# EXERCISE INSTRUCTIONS:
Reproduce word for word the part of the reader comments on gas prices starting with "Greens and Teals" and going on through "change of heart.".

# TEXT PROVIDED:
You saved my having to write that.
Greens and Teals where are you?
Cost plus 2%! No business will survive on that mark up.
Then leave and let someone who will take over.That’s what Labor said when they kept the 15% for domestic use and it took only days for a change of heart.
Whilst I think the previous Government was asleep at the wheel when the energy contacts were set, I see very little complaining when our Iron Ore prices, wheat and Coal prices reach record levels,
I love the way Bernard and the western media frame Russia as a sclerotic failed kleptocracy which thought it could beggar the EU with its gas weapon. Unlike that dynamic class ridden exemplar the UK LoL. Get a grip guys and stop rewriting history. The US/EU game plan was to wage all out economic war on Russia. They fully expected the Russian economy to tank under the pressure. Russia continued to supply gas even through the conflict. The Russian economy is weathering the storm. This is a stupid war caused by the US/EU. Just read Jeffrey Sachs and John Mearsheimer on this or Cameron Leckie an OZ army veteran. The basic industrial sector of the EU depends on low price Russian gas. Don’t believe me? Check out that left wing journal the FT says. LoL. It explicitly states this. Of course states can source gas from all over but it’s LNG and inherently dearer no matter how you cut it. As for OZ, tax the gas gougers and carve out our needs as well. Of course Labor is in the pockets of the gas gougers as well sadly. So expect very little. Read John Quiggin about what effect the complete closure of gas exports would have on our economy. Virtually undetectable.
There is no subterfuge or deception – the US has stated openly, clearly, loudly and often that their desired outcome is the destruction of Russia economically, as per Raygun’s “$pend them into the ground $trategy, and militarily using the Ukraine as a club.

Saved entries
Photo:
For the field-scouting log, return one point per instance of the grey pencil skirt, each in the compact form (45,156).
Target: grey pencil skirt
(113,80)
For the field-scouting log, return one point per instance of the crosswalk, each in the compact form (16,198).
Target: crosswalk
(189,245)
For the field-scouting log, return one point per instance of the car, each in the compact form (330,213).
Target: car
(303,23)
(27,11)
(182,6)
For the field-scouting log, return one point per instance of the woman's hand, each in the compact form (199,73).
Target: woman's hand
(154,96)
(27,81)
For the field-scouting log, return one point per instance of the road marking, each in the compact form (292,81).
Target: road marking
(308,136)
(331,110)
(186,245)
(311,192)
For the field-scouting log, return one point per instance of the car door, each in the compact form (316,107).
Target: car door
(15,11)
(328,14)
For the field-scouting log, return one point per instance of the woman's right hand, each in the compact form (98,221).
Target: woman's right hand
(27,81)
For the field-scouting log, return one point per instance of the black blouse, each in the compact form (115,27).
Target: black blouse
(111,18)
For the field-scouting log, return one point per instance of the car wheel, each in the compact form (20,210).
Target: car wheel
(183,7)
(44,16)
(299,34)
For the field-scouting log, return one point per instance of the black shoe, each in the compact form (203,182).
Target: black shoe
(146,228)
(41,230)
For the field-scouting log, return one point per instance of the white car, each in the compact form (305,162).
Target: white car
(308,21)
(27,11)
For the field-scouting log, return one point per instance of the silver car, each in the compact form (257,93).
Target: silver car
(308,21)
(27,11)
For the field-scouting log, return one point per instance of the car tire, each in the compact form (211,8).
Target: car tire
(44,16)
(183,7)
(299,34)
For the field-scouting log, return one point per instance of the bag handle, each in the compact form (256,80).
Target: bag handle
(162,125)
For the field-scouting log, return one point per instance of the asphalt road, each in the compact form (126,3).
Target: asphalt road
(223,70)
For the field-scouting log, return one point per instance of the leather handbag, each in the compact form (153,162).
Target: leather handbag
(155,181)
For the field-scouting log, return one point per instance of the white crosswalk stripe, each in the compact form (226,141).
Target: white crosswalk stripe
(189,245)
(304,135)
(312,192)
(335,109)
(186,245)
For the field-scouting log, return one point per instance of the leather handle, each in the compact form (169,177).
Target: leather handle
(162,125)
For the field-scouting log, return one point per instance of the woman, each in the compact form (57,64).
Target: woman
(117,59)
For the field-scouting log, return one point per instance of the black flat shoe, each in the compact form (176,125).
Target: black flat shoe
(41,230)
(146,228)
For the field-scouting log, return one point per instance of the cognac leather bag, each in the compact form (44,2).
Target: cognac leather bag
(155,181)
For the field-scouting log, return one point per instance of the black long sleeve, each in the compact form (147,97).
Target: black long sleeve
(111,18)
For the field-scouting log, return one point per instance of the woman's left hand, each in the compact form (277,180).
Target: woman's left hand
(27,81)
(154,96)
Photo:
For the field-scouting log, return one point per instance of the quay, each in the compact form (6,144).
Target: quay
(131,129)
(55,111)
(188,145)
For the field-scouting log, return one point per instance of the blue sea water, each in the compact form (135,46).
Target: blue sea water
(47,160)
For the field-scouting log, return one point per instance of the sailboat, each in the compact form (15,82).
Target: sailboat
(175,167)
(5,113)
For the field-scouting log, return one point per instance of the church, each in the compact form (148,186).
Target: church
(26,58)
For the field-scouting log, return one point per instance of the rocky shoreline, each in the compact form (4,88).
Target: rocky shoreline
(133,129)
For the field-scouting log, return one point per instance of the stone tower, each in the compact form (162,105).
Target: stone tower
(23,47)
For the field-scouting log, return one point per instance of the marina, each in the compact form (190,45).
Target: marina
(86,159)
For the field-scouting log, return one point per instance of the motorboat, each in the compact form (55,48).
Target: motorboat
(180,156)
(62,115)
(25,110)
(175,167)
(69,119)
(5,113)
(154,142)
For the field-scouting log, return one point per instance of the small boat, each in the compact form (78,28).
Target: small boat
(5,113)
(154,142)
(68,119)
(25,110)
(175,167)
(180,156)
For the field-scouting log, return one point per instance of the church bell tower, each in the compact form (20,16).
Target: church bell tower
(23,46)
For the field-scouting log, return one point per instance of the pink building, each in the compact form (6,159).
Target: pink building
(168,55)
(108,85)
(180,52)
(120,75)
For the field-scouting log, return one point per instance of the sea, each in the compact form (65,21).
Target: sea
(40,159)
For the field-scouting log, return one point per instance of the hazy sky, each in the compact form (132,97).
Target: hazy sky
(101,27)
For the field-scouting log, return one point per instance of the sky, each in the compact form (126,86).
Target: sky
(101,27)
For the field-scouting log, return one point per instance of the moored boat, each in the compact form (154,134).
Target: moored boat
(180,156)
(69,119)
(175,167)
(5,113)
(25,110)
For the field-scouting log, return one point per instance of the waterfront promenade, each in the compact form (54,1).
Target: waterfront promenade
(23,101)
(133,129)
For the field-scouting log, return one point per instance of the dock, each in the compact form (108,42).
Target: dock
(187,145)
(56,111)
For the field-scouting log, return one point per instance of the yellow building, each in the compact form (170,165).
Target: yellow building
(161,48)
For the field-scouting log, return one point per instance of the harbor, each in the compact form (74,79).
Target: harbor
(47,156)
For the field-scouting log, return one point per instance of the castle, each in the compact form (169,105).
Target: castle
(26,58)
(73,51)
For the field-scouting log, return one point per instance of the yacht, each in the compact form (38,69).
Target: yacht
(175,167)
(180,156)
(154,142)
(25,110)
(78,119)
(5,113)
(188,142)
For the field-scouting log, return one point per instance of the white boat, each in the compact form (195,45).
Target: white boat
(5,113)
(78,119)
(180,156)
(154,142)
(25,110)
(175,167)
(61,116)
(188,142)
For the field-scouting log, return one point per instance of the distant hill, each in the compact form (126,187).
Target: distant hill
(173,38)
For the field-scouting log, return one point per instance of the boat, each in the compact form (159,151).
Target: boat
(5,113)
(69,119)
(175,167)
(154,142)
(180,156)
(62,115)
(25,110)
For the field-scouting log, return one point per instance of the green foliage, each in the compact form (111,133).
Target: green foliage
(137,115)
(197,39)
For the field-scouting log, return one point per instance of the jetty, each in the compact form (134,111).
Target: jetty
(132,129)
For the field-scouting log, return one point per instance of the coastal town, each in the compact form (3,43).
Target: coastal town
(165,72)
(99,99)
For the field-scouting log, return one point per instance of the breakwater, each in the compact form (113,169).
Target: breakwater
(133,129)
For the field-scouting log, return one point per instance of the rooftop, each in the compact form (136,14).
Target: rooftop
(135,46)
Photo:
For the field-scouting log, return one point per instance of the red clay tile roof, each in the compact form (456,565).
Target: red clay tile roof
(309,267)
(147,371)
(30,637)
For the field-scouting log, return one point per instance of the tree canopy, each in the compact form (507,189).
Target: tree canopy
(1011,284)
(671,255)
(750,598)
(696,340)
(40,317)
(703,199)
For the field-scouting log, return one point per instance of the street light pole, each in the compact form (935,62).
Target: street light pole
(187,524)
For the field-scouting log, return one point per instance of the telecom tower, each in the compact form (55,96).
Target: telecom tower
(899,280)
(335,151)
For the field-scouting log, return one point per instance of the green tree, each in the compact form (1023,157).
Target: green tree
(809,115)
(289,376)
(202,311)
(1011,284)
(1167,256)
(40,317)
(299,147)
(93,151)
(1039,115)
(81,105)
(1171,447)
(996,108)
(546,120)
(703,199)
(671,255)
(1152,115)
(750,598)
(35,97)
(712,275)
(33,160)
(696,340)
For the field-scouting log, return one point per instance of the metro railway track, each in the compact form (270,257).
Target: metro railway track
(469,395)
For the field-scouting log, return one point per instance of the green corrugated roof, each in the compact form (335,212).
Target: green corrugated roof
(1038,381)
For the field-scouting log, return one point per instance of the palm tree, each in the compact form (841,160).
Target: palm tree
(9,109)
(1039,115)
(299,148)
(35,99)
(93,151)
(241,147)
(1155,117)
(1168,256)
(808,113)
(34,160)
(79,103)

# RESPONSE:
Greens and Teals where are you?
Cost plus 2%! No business will survive on that mark up.
Then leave and let someone who will take over.That’s what Labor said when they kept the 15% for domestic use and it took only days for a change of heart.